Records to process:
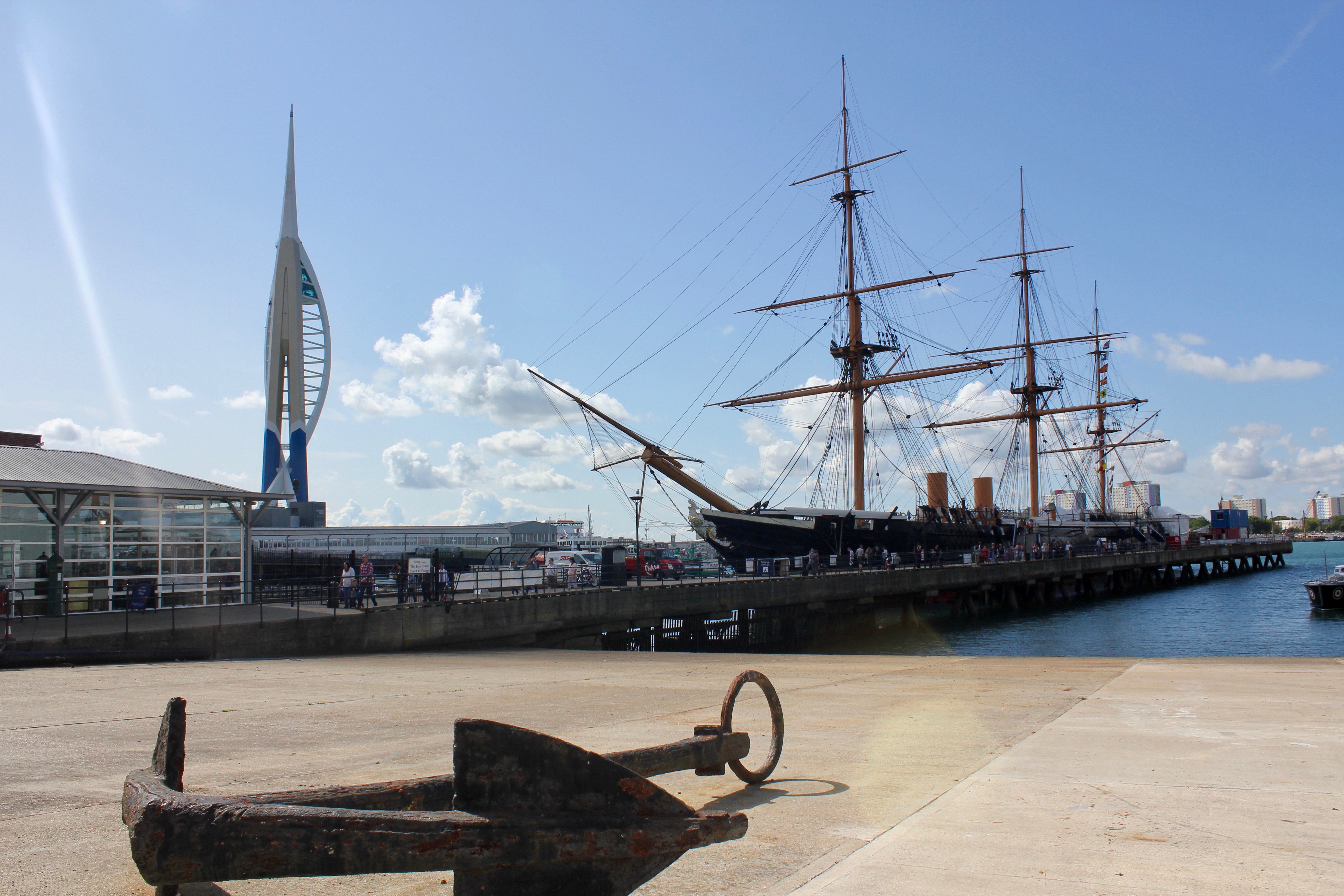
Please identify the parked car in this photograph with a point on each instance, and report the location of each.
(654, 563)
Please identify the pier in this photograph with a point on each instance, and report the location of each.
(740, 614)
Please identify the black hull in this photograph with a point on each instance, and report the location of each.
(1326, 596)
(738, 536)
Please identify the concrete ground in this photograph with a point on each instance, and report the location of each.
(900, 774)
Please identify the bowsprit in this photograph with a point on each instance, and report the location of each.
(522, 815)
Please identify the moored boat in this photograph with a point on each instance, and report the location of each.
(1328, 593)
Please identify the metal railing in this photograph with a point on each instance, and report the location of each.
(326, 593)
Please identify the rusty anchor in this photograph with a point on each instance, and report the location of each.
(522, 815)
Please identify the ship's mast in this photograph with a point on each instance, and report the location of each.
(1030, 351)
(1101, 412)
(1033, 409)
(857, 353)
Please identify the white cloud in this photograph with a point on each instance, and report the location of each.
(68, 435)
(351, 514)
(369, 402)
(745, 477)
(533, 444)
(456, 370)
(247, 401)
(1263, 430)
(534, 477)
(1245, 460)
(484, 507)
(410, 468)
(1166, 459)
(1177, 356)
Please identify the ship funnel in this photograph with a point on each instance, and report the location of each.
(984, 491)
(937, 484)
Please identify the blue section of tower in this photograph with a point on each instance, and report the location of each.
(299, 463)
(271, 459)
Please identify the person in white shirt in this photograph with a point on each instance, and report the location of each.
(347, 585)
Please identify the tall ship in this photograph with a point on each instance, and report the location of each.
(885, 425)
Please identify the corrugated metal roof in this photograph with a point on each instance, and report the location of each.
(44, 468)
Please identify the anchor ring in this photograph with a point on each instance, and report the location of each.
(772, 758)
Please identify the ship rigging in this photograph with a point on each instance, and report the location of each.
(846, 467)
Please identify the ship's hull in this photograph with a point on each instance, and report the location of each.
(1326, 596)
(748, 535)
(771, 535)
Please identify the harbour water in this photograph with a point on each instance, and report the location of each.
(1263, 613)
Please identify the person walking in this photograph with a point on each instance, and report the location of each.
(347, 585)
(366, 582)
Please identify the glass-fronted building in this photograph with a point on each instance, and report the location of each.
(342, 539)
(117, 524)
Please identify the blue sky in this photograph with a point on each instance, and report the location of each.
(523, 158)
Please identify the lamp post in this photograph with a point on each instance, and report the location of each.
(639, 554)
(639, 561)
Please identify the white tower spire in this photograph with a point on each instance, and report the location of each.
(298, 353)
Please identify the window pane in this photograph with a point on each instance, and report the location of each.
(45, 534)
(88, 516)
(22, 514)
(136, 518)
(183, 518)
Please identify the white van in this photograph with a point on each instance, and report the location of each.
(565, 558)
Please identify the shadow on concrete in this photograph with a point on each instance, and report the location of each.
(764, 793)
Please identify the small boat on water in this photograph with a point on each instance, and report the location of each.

What you need to do: Where pictures sit among the data above, omit them, and output the rest exactly.

Task response:
Please identify the parked car in this photograph with a point on each instance, and report the location of each.
(654, 563)
Please identify the pier in this photograph with a point on each instance, and report the location of each.
(740, 614)
Please identify the black hull in this photograph with a point on each instance, and report the location of each.
(1326, 596)
(738, 536)
Please identify the concrete ground in this photograph with a point on each instance, and report the location of each.
(900, 774)
Please identify the bowsprit in this photograph with a point on each instance, and report the location of each.
(522, 815)
Please identify the moored boat in this photograph with a point on each instance, and report the location of each.
(1328, 593)
Please identify the metal railing in this photograph with a point on each instance, and report the location of each.
(326, 593)
Please identify the rusty anchor in this photograph with a point on each instance, and report the location of each.
(522, 815)
Please identify the ship's mast in this photograph with a point on each instance, and report the location of each.
(1030, 351)
(1101, 412)
(1033, 409)
(857, 353)
Please identify the white cloud in this photograph with a point on each instance, and report the location of each.
(68, 435)
(351, 514)
(369, 402)
(745, 477)
(533, 444)
(456, 370)
(247, 401)
(1263, 430)
(534, 477)
(1245, 460)
(484, 507)
(410, 468)
(1166, 459)
(1177, 356)
Please identify the ship funnel in this photograph with a point on each instance, and report the location of each.
(984, 491)
(937, 484)
Please identify the blue section of tower in this photograph with a point on each instance, and report the location of each.
(299, 463)
(271, 459)
Please identify the person in white shirt in this photograph with a point on each instance, and report the location of each.
(347, 585)
Please identify the tall ship in this photograph with a point on each instance, and report the location of each.
(885, 425)
Please identify the corrugated metal roof in this photograph with a point on each instance, and report the location of each.
(44, 468)
Please identify the anchor ring in this photograph with a point on each instance, and report the location of each.
(772, 758)
Please identify the ship rigging in this photograph with a point on each instance, and report the location of each.
(846, 467)
Please identify the ship's hull in this photograph with a point on each instance, and report the location of each.
(1326, 596)
(748, 535)
(771, 535)
Please identify the harbour water in this photograph with a point on each instance, and report the location of each.
(1263, 613)
Please identify the person walking in this photograph with a point on each instance, and report the location of each.
(347, 585)
(366, 582)
Please identify the glass-fronted building in this photograph with a point on each instance, and report the location of each.
(342, 539)
(117, 524)
Please identify the blue sky in this photograph with a point on each instance, and report the location of each.
(523, 158)
Please identify the lamp post in this photograph with a point on each instance, and report the location of each.
(639, 554)
(639, 561)
Please identify the white tower spire in this photograph with a point on each instance, and report the location of each.
(298, 353)
Please identify the window pane in this photograph with a point on each instance, and report the location of each.
(45, 534)
(88, 516)
(22, 514)
(136, 518)
(183, 518)
Please identify the white van in this photograph with a point on each instance, and report the location of each.
(565, 558)
Please identify the shadow on concrete in this photograph with a point on each instance, and report the location of each.
(764, 793)
Please identify the small boat on water in this photograph with a point on each instance, and report the location of each.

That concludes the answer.